## Tasks
- a) Reproduce the part of the passage on Iraq that runs from "For the moment Turkey" up to and including "rebellion in Turkey.", without changing a word.
- b) Transcribe the rows from the line with "front gate -> outline every instance" up to and including the last row, character for character.

## Source passage
What about the Kurds? Won't they secede if the United States leaves?

 

Yes, but that's going to happen anyway. All Iraqi Kurds want an independent Kurdistan. They do not feel Iraqi. They've effectively had more than a decade of autonomy, thanks to the UN-imposed no-fly zone; they want nothing to do with the chaos that is Iraq. Kurdish independence is inevitable—and positive. (Few peoples on earth deserve a state more than the Kurds.) For the moment the Kurdish government in the north is officially participating in the federalist plan—but the Kurds are preparing for secession. They have their own troops, the peshmerga, thought to contain 50,000 to 100,000 fighters. They essentially control the oil city of Kirkuk. They also happen to be the most America-loving people I have ever met; their leaders openly seek to become, like Israel, a proxy for American interests. If what the United States wants is long-term bases in the region, the Kurds are its partners.

 

Would Turkey invade in response to a Kurdish secession?

 

For the moment Turkey is more concerned with EU membership than with Iraq's Kurds—who in any event have expressed no ambitions to expand into Turkey. Iraq's Kurds speak a dialect different from Turkey's, and, in fact, have a history of animosity toward Turkish Kurds. Besides, Turkey, as a member of NATO, would be reluctant to attack in defiance of the United States. Turkey would be satisfied with guarantees that it would have continued access to Kurdish oil and trade and that Iraqi Kurds would not incite rebellion in Turkey.

 

Would Iran effectively take over Iraq?

 

No. Iraqis are fiercely nationalist—even the country's Shiites resent Iranian meddling. (It is true that some Iraqi Shiites view Iran as an ally, because many of their leaders found safe haven there when exiled by Saddam—but thousands of other Iraqi Shiites experienced years of misery as prisoners of war in Iran.) Even in southeastern towns near the border I encountered only hostility toward Iran.

 

What about the goal of creating a secular democracy in Iraq that respects the rights of women and non-Muslims?

 

Give it up. It's not going to happen. Apart from the Kurds, who revel in their secularism, Iraqis overwhelmingly seek a Muslim state. Although Iraq may have been officially secular during the 1970s and 1980s, Saddam encouraged Islamism during the 1990s, and the difficulties of the past decades have strengthened the resurgence of Islam. In the absence of any other social institutions, the mosques and the clergy assumed the dominant role in Iraq following the invasion. Even Baathist resistance leaders told me they have returned to Islam to atone for their sins under Saddam. Most Shiites, too, follow one cleric or another. Ayatollah al-Sistani—supposedly a moderate—wants Islam to be the source of law. The invasion of Iraq has led to a theocracy, which can only grow more hostile to America as long as U.S. soldiers are present.

 

Does Iraqi history offer any lessons?

## Source records
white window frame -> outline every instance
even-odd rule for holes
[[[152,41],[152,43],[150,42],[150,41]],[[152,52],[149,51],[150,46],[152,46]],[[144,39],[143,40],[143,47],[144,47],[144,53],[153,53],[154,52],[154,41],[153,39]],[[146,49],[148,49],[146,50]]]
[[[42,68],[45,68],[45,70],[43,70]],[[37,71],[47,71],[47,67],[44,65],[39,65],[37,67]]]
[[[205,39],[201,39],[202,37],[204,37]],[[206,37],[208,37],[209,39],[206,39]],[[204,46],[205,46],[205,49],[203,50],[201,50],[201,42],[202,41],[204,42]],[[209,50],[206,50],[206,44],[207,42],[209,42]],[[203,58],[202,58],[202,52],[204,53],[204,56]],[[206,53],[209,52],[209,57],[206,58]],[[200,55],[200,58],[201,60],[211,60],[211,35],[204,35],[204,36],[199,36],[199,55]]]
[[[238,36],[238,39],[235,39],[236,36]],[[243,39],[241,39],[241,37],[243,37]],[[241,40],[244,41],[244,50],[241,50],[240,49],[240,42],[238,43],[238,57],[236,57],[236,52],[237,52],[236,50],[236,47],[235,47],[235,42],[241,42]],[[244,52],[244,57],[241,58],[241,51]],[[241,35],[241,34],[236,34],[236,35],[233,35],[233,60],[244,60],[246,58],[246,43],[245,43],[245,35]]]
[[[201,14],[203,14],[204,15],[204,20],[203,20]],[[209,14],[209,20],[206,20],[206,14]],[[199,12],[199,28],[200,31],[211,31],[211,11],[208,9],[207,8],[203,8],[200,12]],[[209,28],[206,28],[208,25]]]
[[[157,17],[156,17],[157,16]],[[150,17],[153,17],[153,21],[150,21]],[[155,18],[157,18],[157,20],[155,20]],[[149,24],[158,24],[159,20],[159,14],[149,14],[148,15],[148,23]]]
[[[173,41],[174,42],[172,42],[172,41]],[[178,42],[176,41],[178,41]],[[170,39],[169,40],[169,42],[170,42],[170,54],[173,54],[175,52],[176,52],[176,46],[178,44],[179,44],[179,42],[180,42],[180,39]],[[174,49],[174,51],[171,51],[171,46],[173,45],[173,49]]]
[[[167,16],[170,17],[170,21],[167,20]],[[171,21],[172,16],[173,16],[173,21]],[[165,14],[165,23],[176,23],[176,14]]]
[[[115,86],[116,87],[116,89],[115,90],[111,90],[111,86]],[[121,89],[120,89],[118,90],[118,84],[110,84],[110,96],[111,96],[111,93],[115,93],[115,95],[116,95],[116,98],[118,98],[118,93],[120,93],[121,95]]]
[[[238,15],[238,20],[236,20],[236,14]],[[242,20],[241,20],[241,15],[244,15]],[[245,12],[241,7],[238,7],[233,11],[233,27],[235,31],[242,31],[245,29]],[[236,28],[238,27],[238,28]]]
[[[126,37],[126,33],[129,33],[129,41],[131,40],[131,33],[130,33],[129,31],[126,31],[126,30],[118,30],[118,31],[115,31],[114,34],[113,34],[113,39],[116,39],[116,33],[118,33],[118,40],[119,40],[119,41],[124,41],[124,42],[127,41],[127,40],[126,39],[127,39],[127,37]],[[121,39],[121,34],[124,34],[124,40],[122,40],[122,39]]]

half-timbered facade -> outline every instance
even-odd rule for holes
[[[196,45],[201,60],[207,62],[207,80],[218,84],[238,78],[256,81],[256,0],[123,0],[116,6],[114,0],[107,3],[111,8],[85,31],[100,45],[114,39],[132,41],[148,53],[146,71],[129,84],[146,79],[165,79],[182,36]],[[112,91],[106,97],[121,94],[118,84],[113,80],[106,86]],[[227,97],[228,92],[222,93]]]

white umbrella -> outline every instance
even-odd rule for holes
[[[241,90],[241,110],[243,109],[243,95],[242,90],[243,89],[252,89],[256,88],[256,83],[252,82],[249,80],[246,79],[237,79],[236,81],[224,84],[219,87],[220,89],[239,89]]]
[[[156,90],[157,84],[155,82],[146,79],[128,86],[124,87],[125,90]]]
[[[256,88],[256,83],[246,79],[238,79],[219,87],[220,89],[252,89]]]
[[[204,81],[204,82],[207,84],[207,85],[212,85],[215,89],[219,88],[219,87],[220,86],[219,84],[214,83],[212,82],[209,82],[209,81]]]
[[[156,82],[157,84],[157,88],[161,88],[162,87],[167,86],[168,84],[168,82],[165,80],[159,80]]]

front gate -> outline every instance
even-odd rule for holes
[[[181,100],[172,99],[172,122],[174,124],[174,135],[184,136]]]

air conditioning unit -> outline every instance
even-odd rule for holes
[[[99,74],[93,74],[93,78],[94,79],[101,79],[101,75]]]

## Outputs for the tasks
- a)
For the moment Turkey is more concerned with EU membership than with Iraq's Kurds—who in any event have expressed no ambitions to expand into Turkey. Iraq's Kurds speak a dialect different from Turkey's, and, in fact, have a history of animosity toward Turkish Kurds. Besides, Turkey, as a member of NATO, would be reluctant to attack in defiance of the United States. Turkey would be satisfied with guarantees that it would have continued access to Kurdish oil and trade and that Iraqi Kurds would not incite rebellion in Turkey.

- b)
front gate -> outline every instance
even-odd rule for holes
[[[181,100],[172,99],[172,122],[174,124],[174,135],[184,136]]]

air conditioning unit -> outline every instance
even-odd rule for holes
[[[99,74],[93,74],[93,78],[94,79],[101,79],[101,75]]]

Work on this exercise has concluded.